Each record here should be printed again exactly; please leave its pictures out.
★ ★ ★ ★ ★ ★ ★
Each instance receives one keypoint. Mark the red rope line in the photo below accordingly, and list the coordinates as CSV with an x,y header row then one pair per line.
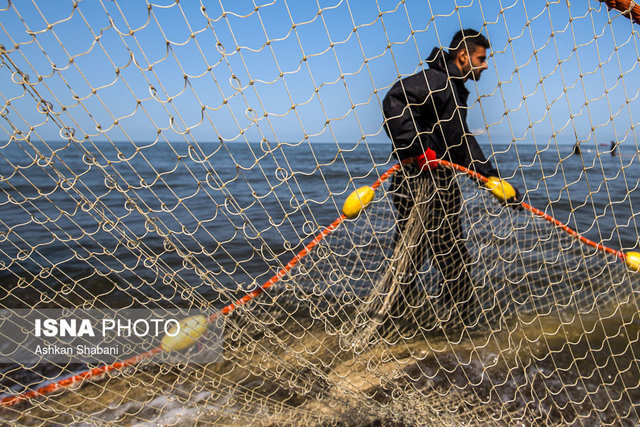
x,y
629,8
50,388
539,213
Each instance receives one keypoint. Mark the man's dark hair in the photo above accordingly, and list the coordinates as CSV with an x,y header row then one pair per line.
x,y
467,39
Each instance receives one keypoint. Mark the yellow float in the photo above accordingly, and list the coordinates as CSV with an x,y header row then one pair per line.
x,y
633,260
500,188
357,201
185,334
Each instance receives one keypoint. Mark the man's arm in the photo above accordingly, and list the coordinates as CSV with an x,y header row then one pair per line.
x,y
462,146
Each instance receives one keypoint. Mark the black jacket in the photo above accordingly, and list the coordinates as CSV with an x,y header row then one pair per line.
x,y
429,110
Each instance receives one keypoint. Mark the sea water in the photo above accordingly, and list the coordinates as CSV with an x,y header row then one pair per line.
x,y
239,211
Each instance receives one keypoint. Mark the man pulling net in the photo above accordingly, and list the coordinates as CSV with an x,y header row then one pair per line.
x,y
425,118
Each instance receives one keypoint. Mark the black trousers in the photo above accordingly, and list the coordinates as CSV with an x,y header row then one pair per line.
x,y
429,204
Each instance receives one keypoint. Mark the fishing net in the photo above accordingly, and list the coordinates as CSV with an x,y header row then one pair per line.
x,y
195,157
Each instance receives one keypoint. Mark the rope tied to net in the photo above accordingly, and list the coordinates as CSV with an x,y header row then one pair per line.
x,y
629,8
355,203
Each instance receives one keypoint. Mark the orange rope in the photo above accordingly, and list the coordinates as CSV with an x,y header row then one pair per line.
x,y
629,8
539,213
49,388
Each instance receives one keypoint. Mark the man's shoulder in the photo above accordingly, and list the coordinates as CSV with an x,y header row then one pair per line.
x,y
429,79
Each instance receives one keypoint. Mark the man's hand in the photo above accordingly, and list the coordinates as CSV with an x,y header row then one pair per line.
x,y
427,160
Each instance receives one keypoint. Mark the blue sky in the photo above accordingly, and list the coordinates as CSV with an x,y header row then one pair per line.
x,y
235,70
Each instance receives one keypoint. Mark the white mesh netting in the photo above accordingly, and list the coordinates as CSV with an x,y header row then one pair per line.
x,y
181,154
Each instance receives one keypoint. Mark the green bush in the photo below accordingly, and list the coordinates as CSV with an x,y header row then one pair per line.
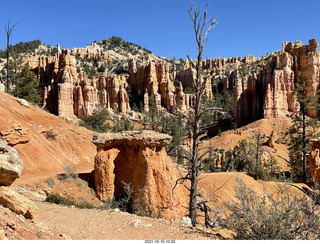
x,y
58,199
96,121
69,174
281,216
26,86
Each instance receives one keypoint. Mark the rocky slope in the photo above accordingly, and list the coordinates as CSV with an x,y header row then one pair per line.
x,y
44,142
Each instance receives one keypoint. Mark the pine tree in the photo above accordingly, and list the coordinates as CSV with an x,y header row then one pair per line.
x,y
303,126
★ ★ ★ ★ ★ ★ ★
▶ _Answer box_
Each instance receives one keypoint. Mark the red rope line in the photo below accordingly, and list the coordinates as CSV with an x,y header row then one pair per line.
x,y
629,8
50,388
539,213
Each instance receives one keypoint. Mark the man's dark hair in the photo above accordingly, and list the coordinates as CSV with an x,y header row then one pair per line.
x,y
467,39
Each instance receives one keypoint. Mark the yellow float in the photo above accordingly, and list the coordinates as CSV with an x,y header row then one pair per line.
x,y
633,260
500,188
357,201
185,334
Each instance receives one keypoint. Mark the man's arm in the photo above accordingly, and list the coordinates as CSV with an x,y header row then one pair per line.
x,y
462,146
Each instance receives one keypoint. Mark the black jacket in the photo above accordingly, and list the coordinates as CSV with an x,y header row then one pair per line.
x,y
429,110
Each instance receives one keypoint. Mark the sea water in the photo above accordingly, and list the coordinates as CSV with an x,y header row then one pair per line.
x,y
239,211
Each instance receives one keypoint. Mark the man pulling net in the photo above accordingly, and list the coordinates as CSV with an x,y header row then one pair per line.
x,y
425,118
Each instance receives one keypoint. Mark the black trousers in the photo above accordingly, and list the coordinates as CSV with an x,y header row then one pair per line.
x,y
429,204
Each instance receives one keypoint. Mark the fishing net in the photo above accordingly, and list the coordinates as CSV with an x,y header row then one pair per line.
x,y
195,157
Each instance receives one keypoint. Mark the rope tied to net in the photo above accordingly, and list the coordinates as CSV with an x,y header row then one pair per line.
x,y
629,8
355,203
Each instance receives one keypoint. Mark the orange rope in the photo above accordingly, and list the coordinates as CSV with an x,y header row then one pair per line.
x,y
629,8
539,213
49,388
Each instance receives one keypoint. Mark the man's shoulder in the photo above accordingly, and list the coordinates as CSV with an x,y header row then one pair per line.
x,y
429,79
Each instance receives one keypoint. Mark the man's hand in the photo above accordingly, and list the coordinates as CSV with an x,y header row then one pair per line.
x,y
427,160
Each instance receives one keypoint. Mark the blue sky in the photo above accordingly, and list the coordinates as CSV with an x,y header row then one pair per line.
x,y
235,70
Each instance receives one keypoint. Mark the white mesh netting in the photo above accordingly, and list the coordinates as CSV with an x,y header row then one pair per line.
x,y
181,154
Each instance receives one keypoint. Mark the green bush in the photo below accordingly, and list the coordinates as CSV with an x,y header row then one pair per line.
x,y
58,199
96,121
69,174
281,216
26,86
Each instance receives one keypoint. Mark the rocky slope in the photo above accordingly, and list the coordinates as CSV with an x,y header row then one pair per line.
x,y
44,142
Each instance receives one keypoint. Mark the pine tree in the photo above accordingly, and list the coordinates as CSV with an x,y header row then one pair per line.
x,y
303,126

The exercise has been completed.